**Required work:**
Find and copy every line in the data entries below that contains the word "sofa". Case matters.

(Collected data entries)
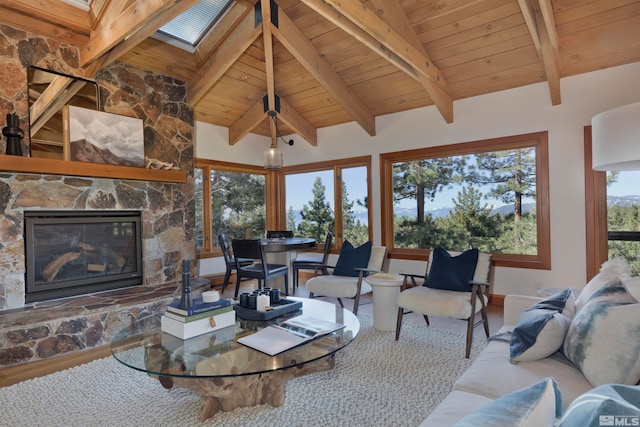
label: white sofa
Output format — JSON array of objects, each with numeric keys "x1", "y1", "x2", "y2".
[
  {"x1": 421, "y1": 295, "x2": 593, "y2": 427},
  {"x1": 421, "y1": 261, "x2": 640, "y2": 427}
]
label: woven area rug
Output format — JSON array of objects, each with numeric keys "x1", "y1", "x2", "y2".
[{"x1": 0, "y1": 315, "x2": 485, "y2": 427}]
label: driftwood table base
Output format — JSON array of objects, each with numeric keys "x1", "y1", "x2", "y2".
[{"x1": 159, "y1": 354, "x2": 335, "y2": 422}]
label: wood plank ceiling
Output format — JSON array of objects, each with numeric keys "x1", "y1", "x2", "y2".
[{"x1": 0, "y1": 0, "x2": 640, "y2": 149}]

* * *

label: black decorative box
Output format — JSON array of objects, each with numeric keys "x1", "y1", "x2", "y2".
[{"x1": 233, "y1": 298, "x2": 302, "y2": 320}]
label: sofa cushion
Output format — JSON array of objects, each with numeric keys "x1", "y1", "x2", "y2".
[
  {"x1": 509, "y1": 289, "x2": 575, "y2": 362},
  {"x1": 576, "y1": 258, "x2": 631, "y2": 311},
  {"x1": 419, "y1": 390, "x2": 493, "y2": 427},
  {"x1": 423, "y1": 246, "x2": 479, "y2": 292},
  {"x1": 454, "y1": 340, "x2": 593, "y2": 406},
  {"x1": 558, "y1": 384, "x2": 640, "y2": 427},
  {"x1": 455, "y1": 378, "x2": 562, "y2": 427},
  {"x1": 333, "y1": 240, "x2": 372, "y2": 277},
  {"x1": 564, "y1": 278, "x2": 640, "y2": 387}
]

* * *

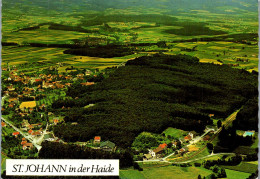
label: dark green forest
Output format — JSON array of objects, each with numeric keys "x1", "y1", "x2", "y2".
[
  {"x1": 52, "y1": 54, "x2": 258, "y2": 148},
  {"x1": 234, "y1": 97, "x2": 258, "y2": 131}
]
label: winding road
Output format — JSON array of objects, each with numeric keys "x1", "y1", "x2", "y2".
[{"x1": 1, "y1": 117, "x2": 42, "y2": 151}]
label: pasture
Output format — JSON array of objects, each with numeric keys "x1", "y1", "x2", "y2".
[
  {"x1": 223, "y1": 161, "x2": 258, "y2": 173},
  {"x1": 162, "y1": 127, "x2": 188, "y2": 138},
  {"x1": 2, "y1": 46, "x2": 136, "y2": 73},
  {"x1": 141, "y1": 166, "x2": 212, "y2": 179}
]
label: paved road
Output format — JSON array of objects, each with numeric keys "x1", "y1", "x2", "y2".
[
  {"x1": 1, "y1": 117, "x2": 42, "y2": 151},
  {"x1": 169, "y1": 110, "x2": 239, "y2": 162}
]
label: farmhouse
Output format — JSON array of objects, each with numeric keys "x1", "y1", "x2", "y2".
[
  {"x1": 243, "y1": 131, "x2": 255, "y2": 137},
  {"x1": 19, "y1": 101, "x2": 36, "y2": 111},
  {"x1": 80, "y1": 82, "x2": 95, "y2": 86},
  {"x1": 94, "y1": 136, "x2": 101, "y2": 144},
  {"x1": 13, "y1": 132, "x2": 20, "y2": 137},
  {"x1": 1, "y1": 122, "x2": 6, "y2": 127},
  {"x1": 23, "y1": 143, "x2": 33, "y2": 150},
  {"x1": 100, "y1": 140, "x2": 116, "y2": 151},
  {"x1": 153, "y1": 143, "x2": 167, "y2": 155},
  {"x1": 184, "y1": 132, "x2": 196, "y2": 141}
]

**The response:**
label: white sofa
label: sofa cushion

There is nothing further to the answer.